#### Task statement
Although the entries contain pictures, only their words should be duplicated exactly.

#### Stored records
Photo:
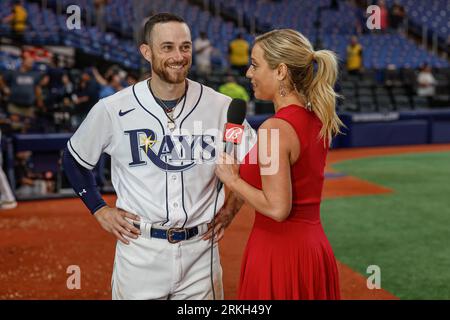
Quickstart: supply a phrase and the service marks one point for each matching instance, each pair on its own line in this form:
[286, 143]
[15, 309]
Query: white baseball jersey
[166, 177]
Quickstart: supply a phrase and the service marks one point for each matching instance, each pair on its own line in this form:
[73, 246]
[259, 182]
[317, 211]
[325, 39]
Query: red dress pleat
[292, 259]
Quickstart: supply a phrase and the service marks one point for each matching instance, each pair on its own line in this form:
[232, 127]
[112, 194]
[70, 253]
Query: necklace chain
[169, 111]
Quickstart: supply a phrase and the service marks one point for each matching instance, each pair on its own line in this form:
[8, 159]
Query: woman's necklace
[169, 112]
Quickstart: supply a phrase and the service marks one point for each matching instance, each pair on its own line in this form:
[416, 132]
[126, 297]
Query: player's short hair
[163, 17]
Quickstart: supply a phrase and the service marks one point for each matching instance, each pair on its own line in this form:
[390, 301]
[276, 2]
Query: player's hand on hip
[227, 168]
[221, 221]
[114, 221]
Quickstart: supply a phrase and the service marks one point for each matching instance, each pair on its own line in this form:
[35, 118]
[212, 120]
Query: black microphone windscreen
[237, 111]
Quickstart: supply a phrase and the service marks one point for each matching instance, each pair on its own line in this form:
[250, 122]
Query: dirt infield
[41, 239]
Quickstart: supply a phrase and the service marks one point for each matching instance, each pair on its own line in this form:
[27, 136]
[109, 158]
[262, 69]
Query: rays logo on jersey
[175, 153]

#### Finished task
Photo:
Quickstart: supply a phrase and the service marks one point for each matching instance, each pair on its own line in this form:
[286, 143]
[15, 309]
Query: white baseball jersey
[166, 177]
Quickstart: supply a phrase and the service marks one point for each matching instance, each pair on its own line in this form:
[73, 246]
[259, 182]
[317, 211]
[325, 39]
Query: red dress pleat
[292, 259]
Quickstart: supply a phrase and the service marks one point for each matching instance, each pair on its own line in this form:
[232, 127]
[112, 194]
[70, 253]
Query: necklace chain
[169, 111]
Quickstart: supply a phrase and the service marks one point for each matching instance, each pair on its own line in this form:
[8, 159]
Query: woman's necklace
[169, 112]
Quickstart: supply a phrase and the service marks one point for each matching instance, each pair on its own line in this form:
[416, 132]
[126, 297]
Query: player's short hair
[163, 17]
Quickstart: supply a phrase and the service marks one point for each matching instance, each pair on its own line in this form:
[390, 301]
[276, 2]
Query: player's hand on hip
[227, 168]
[221, 221]
[114, 221]
Quickstart: supply a phrase and the service marks one point for each matching instance, each pair on its own line in this form:
[35, 118]
[212, 120]
Query: black microphone windscreen
[237, 111]
Quickstart: supply a phrase and the service marks one point for each matching instance, each pair on its own line in this form:
[250, 122]
Query: dirt infield
[41, 239]
Quickstart: supply a phrase and the service marks one point for each matching instance, each pair on its own line in this form:
[27, 136]
[109, 158]
[262, 69]
Query: rays logo on jersey
[175, 153]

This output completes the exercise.